Selected excerpt:
Exciting News

Finally, finally, finally, Solstice, my graphic novel, has been published!! I pushed the self-publish button today, breathing a huge sigh of relief afterwards. This project was challenging in many ways, but I’m so happy with the outcome and am excited to share it with the world.

Here’s what the cover looks like:

The book is 75 pages total, with 67 pages of original black-and-white artwork done in ink pen. I created the cover art with a computer art program, which I also used to add in the book’s text.

Here’s the blurb:

Somewhere deep in the wilderness, a boy named Fox awakens with no memory of who he is. Upon discovering a group of children surviving in the forest, he is swept into the search for a missing boy. But one question still lingers in his mind: who am I?

Because it’s only one day after this year’s summer solstice, I thought I’d share a teaser. Here’s the first ten pages:

(click to enlarge)

If you’d like to read the rest, you can buy the book on Lulu.com. 😉

Here’s a link!

I think Lulu was the right choice for this project, however it’s going to take a while for it to be available on Amazon.com. I’ll let you know when it does, though.

Thanks so much for sticking around, guys. Your support has been amazing. Now that I’ve completed this project I can get back into blogging regularly and start some new fun projects! I’m so excited for what the future holds.


My Graphic Novel is Complete

Finally, after months of working on my graphic novel, I have completed its final pages. The artwork needs no further editing, and the dialogue has been put in. I ordered a proof copy, received it, and am making adjustments at the moment in order to self publish by next week.

My blog, entitled Dreams and Letters, was originally made to document my process as I attempted to complete a graphic novel by May. It was supposed to be more of a scrapbook of ideas for me, a way of saving memories for my future self and maybe inspiring someone out there along the way. I am glad to say that I was extremely surprised at what blogging had in store.

I didn’t realize upon my blog’s start in February what a supportive community of people were out there, motivating one another to achieve their dreams as if they were already friends. All I can say is thank you to everyone who supported me along the way. Although I have been neglecting my blog during the past few weeks, when I did post you were all quick to give me a lot of much-needed motivation. You guys are why I love blogging, and will stick with my blog for years to come.

Exercise task A:
Decide whether each statement agrees with the blog posts about the graphic novel. Answer yes or no for each, and quote the words from the posts that settle it.
(i) The cover art for the book was drawn in ink pen.
(ii) The book contains 67 pages of original black-and-white artwork.
(iii) The blog was started in February.
Exercise task B:
Write what comes next in the blog posts about the graphic novel, picking up after their final sentence.

Stored records:
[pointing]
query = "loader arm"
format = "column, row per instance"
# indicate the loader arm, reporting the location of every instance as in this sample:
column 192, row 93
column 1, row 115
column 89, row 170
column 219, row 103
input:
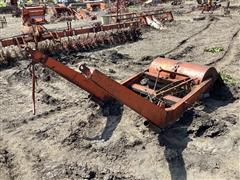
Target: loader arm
column 71, row 75
column 161, row 93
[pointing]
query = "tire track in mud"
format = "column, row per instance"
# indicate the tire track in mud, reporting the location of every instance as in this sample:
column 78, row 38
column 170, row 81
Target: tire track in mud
column 228, row 50
column 181, row 43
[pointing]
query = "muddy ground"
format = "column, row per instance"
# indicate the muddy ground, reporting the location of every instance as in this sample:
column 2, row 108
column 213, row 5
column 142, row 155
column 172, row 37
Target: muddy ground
column 71, row 137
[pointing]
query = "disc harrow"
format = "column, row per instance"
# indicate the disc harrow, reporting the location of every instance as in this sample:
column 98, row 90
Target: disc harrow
column 70, row 40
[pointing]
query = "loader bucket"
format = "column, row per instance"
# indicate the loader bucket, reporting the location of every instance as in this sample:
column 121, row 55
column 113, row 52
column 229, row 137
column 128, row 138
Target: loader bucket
column 163, row 92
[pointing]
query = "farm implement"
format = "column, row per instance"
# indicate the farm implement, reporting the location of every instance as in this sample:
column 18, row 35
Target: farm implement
column 161, row 93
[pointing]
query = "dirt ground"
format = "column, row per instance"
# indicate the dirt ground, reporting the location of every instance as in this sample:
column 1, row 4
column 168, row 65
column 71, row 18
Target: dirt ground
column 71, row 137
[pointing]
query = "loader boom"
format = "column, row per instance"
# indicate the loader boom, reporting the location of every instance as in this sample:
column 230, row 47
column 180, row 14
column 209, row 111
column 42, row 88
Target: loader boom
column 160, row 94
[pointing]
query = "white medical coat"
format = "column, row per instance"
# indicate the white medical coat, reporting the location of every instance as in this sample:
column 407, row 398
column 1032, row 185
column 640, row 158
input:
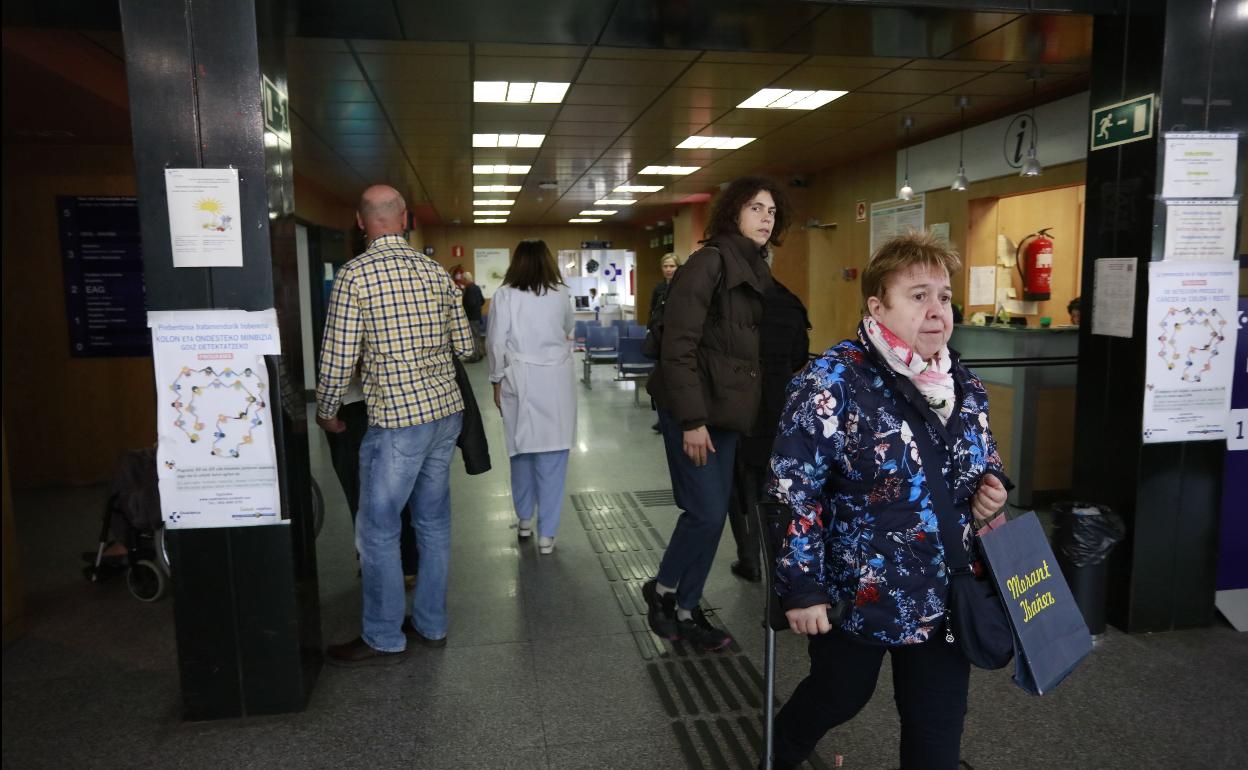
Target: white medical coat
column 531, row 355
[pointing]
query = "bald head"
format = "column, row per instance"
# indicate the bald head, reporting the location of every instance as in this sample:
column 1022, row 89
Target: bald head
column 382, row 211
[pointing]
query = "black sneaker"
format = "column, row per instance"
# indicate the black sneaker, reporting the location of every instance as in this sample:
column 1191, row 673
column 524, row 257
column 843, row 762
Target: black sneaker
column 702, row 634
column 660, row 610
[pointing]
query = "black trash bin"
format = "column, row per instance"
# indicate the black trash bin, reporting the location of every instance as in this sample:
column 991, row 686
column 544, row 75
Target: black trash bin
column 1085, row 534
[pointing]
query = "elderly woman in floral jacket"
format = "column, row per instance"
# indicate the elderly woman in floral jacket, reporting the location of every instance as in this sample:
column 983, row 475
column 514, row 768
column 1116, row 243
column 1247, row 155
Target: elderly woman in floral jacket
column 864, row 533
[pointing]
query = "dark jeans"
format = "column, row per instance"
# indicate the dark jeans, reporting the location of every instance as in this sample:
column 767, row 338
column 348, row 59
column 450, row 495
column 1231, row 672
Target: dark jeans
column 748, row 482
column 702, row 494
column 345, row 456
column 929, row 684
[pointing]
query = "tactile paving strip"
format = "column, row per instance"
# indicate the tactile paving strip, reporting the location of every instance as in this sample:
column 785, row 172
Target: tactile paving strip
column 714, row 699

Expected answer A:
(i) No: "I created the cover art with a computer art program"
(ii) Yes: "with 67 pages of original black-and-white artwork done in ink pen"
(iii) Yes: "upon my blog’s start in February"

Expected answer B:
Thanks again.

Here’s a little timelapse video of me drawing a spread from the book:

Graphic Noveling Update

Hi everyone! I haven’t had much time to write blog posts recently because I’ve been hard at work at completing my graphic novel. By which I mean flailing wildly about with a crazed look in my sleepless eyes, murmuring to myself, “I need to get back to work!”.

It’s been a wild ride so far. I’m happy to say that I have finished drawing about half of the book’s total pages. Here’s a picture of some of them laid out on the floor:

pages on the floor

My set deadline is the middle of next week, when I will hit the glorious “self-publish” button and breathe a huge sigh of relief. The only problem is those 35 or so pages waiting to be drawn…

Well, I’d better get back to work! 😉

My Graphic Novel Drawing Process

As I work on my first graphic novel, I thought I’d share the process I go through to create each page from start to finish.

I’ve chosen to create traditional ink drawings and have them stay black and white because I feel it will tell the story better. Everyone has a different way of doing things depending on the project, time frame, materials available, and personal preference.

desk and materials solstice process



I’m using 9×12 smooth Bristol. It works well with inks and is sturdy. I believe that if you’re going to put in a lot of time and effort into your artwork, use a paper that lasts. A rule of thumb is to create artwork that is larger than it will appear in the book.


I like regular HB pencils, but I’ve seen some artists use non-photo blue pencils, which are supposed to disappear on the artwork when scanned.


You can use anything under the sun. My favorites are papermate flair pens and Microns.

Camera or Scanner

I find a sketchbook extremely useful, even if I have a good idea of what a page is going to look like. You can test out pens and different drawing techniques in a no-pressure way. It also doesn’t have to be a sketchbook. Any piece of paper will do.

A Good Mood 🙂

Going through this process, I find this especially useful. Sometimes I’ll try to draw pages while stressed-out or worried and it ends up looking forced. I’ll often get really frustrated with drawing a certain thing (like water) and have to remember to take a break.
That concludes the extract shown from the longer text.